### WHAT THE TASK ASKS
Can you continue the study notes on Robert Frost's poem "A Roadside Stand" from the point where they stop?

### DOCUMENT SECTION
= = =

A Roadside Stand Notes | Question Answer


Discover ‘A Roadside Stand Notes, Class XII,’ a comprehensive guide featuring all textual and essential additional questions, crafted in clear and simple language to aid students’ understanding and preparation.

A Roadside Stand Notes

A Roadside Stand Question Solutions

A Roadside Stand Notes

(HS 2nd Yr English)

– Robert Frost

A Roadside Stand Question Solutions

A Roadside Stand Notes | Question Answer

(Textual Question Solutions)

(Think it out).  Each bearing 2 Marks

Q.1. The city folk who drove through the countryside hardly paid any heed to the roadside stand or to the people who ran it. If at all they did it was complain. Which lines bring this out? What was their complaint about?

Ans: The following lines bring out the complaint of the city folk:

“Or if ever aside a moment, then out of sorts

At having the landscape marred with the artless paint

Of signs that with N turned wrong and S turned wrong.”

The city folk complained that the artless paint of the roadside stand had spoilt the beauty of the entire place.

2. What was the plea of the folk who had put up the roadside stand?

Ans: The folk who had put up the stand on the roadside were poor farmers. They hoped, the people, passing by in vehicles, to stop and buy something from their items so that they could earn some money from them.

3. The Government and other social service agencies appear to help the poor but actually do them no good. Pick out the words and phrases that the poet uses to show their double standards.

= = =

### ROWS
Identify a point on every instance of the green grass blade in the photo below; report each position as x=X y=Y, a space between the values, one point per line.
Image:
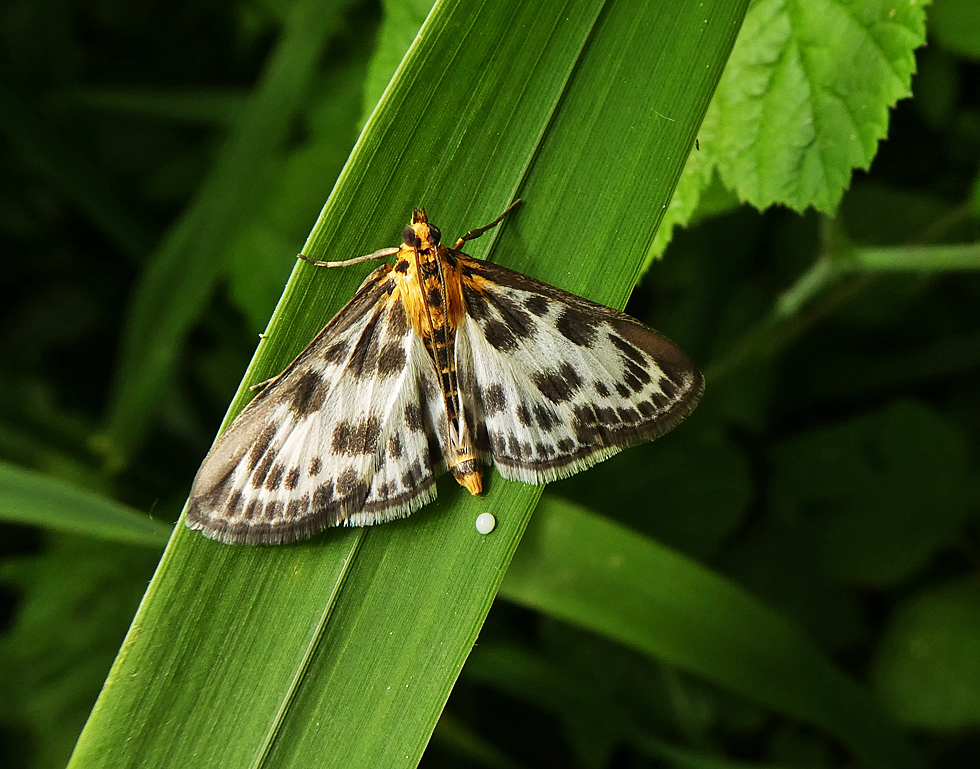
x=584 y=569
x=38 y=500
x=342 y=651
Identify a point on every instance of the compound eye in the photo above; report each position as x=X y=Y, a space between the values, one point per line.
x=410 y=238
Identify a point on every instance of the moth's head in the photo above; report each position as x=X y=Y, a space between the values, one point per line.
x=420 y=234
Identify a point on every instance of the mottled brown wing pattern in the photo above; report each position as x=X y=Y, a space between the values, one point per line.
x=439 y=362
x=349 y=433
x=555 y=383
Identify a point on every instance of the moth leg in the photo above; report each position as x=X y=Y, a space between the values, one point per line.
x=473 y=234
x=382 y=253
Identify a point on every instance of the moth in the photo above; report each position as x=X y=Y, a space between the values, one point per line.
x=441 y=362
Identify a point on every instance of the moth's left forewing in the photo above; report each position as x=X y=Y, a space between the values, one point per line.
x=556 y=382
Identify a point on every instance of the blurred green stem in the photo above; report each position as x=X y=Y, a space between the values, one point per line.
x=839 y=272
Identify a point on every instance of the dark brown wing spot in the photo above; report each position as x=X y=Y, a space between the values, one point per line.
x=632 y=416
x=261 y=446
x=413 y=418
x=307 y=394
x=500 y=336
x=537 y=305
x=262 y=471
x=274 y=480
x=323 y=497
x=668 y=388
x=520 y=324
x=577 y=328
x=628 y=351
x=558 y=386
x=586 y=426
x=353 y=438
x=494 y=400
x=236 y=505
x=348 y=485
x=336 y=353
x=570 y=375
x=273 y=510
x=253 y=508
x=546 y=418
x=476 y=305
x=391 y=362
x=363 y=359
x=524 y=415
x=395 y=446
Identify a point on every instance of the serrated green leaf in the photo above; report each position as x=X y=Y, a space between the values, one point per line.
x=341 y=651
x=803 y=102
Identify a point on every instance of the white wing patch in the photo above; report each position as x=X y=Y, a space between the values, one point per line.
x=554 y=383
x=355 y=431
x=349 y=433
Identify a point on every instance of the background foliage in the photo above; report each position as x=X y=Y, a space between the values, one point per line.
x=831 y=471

= = =

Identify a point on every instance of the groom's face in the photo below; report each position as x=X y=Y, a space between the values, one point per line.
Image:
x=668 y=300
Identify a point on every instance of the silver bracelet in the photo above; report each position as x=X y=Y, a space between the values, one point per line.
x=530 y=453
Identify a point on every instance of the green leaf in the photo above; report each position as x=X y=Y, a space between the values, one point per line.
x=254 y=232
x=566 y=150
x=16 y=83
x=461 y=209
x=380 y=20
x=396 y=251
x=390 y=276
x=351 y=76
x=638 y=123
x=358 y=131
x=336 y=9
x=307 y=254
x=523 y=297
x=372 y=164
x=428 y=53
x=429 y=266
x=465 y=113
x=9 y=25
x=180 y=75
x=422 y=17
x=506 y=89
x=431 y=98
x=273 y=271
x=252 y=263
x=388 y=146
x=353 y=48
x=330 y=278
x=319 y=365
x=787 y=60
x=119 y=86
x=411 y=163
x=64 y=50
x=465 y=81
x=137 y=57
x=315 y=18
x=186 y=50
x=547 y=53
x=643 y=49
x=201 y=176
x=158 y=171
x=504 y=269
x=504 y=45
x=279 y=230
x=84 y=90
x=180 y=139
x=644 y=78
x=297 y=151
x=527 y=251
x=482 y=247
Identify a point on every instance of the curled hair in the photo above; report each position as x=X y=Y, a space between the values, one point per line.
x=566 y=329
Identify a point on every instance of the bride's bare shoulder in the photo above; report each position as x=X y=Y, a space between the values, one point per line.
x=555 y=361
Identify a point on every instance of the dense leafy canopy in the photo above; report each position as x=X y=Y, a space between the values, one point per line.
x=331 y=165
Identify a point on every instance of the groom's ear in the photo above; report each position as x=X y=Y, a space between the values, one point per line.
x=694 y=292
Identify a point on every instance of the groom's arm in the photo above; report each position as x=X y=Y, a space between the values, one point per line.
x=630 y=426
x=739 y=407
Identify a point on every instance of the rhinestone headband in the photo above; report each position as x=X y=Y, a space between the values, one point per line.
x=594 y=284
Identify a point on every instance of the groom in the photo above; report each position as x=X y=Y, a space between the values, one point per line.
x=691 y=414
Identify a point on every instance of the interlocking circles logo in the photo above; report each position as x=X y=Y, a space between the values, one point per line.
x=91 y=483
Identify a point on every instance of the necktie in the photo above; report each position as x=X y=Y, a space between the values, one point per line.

= = =

### WRITTEN RESPONSE
Ans: The Government and the party in power were indifferent to the welfare of the poor rural people. No social service agencies were doing any good to them.

The words and phrases that the poet uses to show their double standards are:

‘While greedy good-doers, beneficient beasts of prey,

Swarm over their lives enforcing benefits

That are calculated to soothe them out their wits.’

4. What is the ‘childish longing’ that the poet refers to? Why is it vain?

Ans: Like innocent children, the poor farmers wait all day long for some vehicles to come and stop to buy some food items from their stand. But it never happens. In this way, their childish longing goes on in vain.

5. Which lines tell us about the insufferable pain that the poet feels at the thought of the plight of the rural poor?

Ans: The lines that tell us about the insufferable pain of the poor are-

”I wonder how I should like you to come to me

And offer to put me gently out of my pain.”

A Roadside Stand Notes | Question Answer

(Additional Question Solutions)

Short Answer type Questions. (Each bearing 2 Marks)

Q.1. What is the news?

Ans: The news is that the poor people who live in pitiable conditions should be brought together with their belongings and they should be made to live in the village next to the theatre and the store.

Q.2. How does the traffic pass?

Ans: The traffic passes by the roadside stands without stopping there. They drive their vehicles ahead without noticing the roadside stands.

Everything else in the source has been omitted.